(Labeled-object pointing entries)
- - - - -

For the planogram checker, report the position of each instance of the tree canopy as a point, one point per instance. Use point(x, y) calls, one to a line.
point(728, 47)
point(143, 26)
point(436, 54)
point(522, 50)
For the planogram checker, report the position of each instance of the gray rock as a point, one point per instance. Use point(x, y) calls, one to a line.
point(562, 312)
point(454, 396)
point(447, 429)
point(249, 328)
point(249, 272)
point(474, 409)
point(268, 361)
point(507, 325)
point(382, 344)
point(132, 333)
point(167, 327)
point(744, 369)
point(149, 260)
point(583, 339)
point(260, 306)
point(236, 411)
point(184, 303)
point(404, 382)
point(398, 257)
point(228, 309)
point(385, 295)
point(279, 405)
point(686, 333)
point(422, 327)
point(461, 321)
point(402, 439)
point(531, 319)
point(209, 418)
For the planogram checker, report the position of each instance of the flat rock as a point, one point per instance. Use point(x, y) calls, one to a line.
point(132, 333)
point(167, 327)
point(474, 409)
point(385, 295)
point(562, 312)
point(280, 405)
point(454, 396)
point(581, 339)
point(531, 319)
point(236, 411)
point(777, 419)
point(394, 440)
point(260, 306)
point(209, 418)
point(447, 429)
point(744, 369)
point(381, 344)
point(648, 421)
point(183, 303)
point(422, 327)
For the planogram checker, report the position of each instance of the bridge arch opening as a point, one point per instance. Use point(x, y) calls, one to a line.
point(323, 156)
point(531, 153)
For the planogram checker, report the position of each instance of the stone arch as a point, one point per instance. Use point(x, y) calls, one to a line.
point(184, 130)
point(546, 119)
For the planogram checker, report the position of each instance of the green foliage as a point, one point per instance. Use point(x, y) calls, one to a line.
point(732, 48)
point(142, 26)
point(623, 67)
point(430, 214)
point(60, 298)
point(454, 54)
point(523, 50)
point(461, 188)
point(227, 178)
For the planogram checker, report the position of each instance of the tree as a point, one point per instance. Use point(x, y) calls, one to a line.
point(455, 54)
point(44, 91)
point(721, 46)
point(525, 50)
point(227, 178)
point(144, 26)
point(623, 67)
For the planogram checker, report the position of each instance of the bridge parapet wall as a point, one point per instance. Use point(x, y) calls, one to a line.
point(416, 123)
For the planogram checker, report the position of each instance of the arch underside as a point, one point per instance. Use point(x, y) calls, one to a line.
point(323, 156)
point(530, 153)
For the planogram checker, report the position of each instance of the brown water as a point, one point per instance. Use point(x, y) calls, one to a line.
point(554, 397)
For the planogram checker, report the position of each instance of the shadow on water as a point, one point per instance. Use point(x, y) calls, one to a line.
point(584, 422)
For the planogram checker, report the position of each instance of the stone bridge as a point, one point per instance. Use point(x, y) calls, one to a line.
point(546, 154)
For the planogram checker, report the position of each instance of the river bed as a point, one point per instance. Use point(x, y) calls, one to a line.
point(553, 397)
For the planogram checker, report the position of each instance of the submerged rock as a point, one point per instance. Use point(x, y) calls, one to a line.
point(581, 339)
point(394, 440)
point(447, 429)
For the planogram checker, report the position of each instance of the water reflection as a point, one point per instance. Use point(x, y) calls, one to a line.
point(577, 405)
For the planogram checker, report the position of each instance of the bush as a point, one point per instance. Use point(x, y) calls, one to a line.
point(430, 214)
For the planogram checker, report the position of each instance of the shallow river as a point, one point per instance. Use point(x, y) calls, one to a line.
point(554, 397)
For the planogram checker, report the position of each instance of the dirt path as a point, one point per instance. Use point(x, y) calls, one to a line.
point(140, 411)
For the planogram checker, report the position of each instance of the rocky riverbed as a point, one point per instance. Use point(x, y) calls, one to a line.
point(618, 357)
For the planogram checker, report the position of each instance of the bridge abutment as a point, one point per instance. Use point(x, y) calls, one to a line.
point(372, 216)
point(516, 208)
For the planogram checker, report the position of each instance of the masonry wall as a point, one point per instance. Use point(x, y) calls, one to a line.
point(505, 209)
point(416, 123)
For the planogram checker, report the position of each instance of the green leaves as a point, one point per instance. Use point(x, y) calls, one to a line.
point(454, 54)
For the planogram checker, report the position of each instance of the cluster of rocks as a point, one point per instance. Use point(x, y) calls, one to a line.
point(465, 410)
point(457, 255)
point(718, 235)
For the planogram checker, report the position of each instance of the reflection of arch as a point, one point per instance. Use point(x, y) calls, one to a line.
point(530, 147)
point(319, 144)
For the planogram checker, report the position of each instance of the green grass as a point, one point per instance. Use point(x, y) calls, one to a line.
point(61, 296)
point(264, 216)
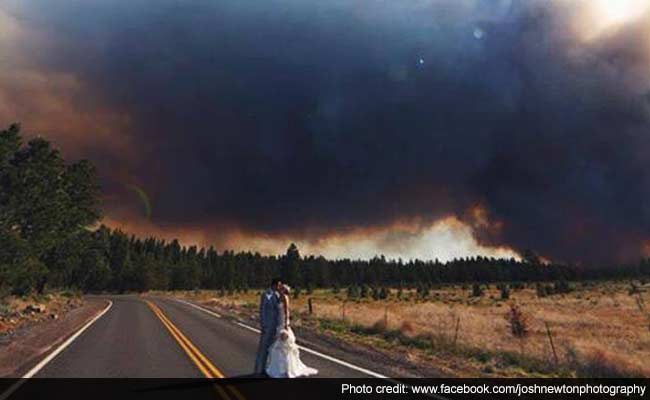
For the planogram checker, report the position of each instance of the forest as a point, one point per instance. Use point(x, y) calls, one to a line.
point(51, 237)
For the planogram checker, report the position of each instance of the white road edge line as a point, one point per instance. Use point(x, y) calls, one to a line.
point(214, 314)
point(55, 353)
point(308, 350)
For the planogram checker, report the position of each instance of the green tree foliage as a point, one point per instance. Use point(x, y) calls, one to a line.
point(44, 203)
point(48, 210)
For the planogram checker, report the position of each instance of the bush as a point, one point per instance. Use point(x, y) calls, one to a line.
point(517, 322)
point(335, 288)
point(354, 292)
point(375, 293)
point(562, 286)
point(505, 292)
point(27, 277)
point(477, 290)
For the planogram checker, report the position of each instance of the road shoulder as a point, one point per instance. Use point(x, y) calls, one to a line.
point(27, 346)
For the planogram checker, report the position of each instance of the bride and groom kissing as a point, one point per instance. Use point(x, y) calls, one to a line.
point(278, 355)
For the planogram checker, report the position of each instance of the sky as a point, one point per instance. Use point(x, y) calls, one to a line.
point(415, 129)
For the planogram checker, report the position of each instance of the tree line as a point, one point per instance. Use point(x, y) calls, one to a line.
point(49, 211)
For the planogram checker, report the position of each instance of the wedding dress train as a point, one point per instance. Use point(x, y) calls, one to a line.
point(284, 355)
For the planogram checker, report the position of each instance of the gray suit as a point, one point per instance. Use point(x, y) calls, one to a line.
point(269, 319)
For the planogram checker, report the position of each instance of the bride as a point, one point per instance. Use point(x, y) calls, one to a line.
point(284, 355)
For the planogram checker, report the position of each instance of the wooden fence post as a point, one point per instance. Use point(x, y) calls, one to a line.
point(386, 317)
point(456, 332)
point(550, 339)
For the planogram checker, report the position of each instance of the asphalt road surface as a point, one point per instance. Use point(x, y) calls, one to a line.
point(165, 338)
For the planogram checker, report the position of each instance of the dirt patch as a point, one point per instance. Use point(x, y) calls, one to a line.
point(36, 331)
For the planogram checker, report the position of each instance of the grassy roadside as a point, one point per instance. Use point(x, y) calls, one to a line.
point(17, 312)
point(596, 330)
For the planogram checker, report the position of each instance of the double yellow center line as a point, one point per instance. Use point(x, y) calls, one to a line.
point(203, 364)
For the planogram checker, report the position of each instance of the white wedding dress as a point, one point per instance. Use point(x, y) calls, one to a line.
point(284, 355)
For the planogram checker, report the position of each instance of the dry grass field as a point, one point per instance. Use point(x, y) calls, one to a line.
point(598, 329)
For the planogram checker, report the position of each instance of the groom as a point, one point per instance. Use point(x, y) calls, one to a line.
point(269, 317)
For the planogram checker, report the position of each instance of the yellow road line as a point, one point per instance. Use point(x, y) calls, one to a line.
point(213, 370)
point(201, 361)
point(180, 341)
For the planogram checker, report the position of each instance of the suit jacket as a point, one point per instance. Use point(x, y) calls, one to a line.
point(269, 313)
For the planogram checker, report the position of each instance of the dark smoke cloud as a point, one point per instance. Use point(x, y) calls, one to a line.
point(311, 118)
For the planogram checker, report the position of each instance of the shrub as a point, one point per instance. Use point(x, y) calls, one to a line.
point(354, 292)
point(562, 286)
point(365, 289)
point(505, 292)
point(477, 290)
point(27, 277)
point(375, 293)
point(517, 322)
point(601, 364)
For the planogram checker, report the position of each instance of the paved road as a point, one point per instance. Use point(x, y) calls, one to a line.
point(167, 339)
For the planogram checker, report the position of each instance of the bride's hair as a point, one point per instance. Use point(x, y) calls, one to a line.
point(287, 289)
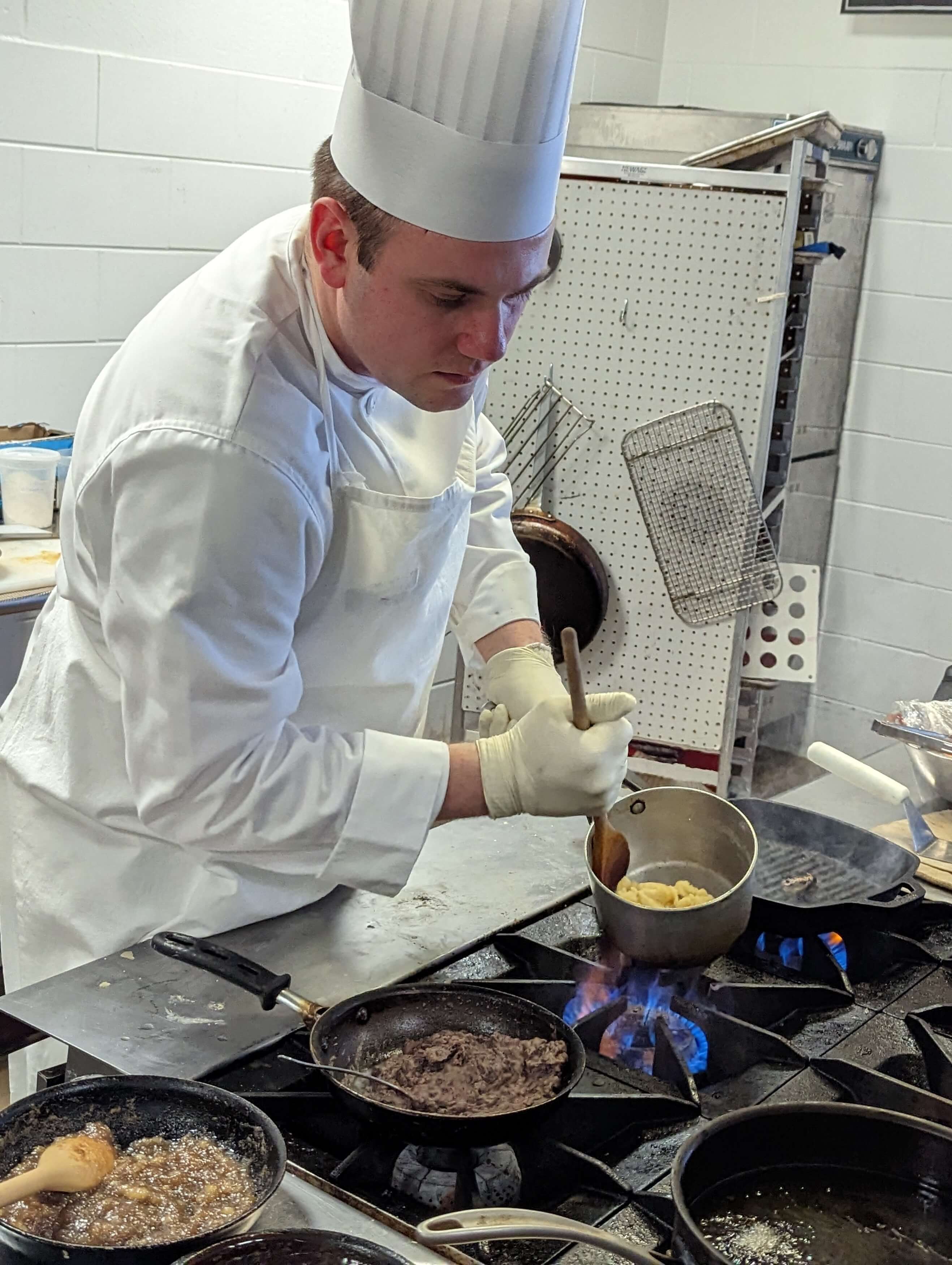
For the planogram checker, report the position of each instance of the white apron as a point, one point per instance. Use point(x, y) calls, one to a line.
point(75, 888)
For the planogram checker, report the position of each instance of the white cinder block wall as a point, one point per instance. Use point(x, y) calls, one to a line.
point(887, 628)
point(138, 137)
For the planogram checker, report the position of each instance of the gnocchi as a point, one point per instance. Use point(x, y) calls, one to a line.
point(663, 896)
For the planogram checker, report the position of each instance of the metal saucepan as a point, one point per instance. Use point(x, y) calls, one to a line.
point(676, 833)
point(139, 1107)
point(295, 1248)
point(361, 1032)
point(828, 1183)
point(572, 580)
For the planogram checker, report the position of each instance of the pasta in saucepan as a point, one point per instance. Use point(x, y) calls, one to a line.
point(663, 896)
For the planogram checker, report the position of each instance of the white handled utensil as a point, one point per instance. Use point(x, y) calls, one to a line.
point(888, 790)
point(481, 1224)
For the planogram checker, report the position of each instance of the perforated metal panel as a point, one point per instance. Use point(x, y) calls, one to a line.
point(654, 308)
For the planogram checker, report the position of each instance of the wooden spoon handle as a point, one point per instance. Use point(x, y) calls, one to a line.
point(577, 686)
point(20, 1187)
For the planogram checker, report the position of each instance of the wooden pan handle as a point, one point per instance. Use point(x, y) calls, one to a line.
point(577, 686)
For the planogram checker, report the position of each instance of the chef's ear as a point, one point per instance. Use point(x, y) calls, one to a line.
point(332, 232)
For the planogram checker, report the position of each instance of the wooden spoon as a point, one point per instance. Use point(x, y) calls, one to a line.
point(610, 848)
point(70, 1164)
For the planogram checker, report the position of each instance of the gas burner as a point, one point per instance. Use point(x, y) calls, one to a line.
point(449, 1179)
point(863, 1015)
point(631, 1039)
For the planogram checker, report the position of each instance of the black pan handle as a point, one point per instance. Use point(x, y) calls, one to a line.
point(212, 957)
point(908, 892)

- - - - -

* SHORT TASK
Put the part of the records that opens with the line containing "of the forest" and closes with the line containing "point(48, 210)" into a JSON list of strings, one string per line, with blank lines left out.

* ANSWER TO THIS PROBLEM
[
  "For the planogram checker, report the position of each instance of the forest as a point, one point per instance. Use point(x, y) calls, one to a line.",
  "point(51, 237)",
  "For the planogram checker, report the position of each instance of the white road edge line as a point, one point per instance. Use point(x, y) calls, one to a line.",
  "point(214, 314)",
  "point(55, 353)",
  "point(308, 350)",
  "For the planogram checker, report the position of each instance of the green tree foliage as a point, one point per instance. Use point(x, y) calls, one to a line.",
  "point(44, 203)",
  "point(48, 210)"
]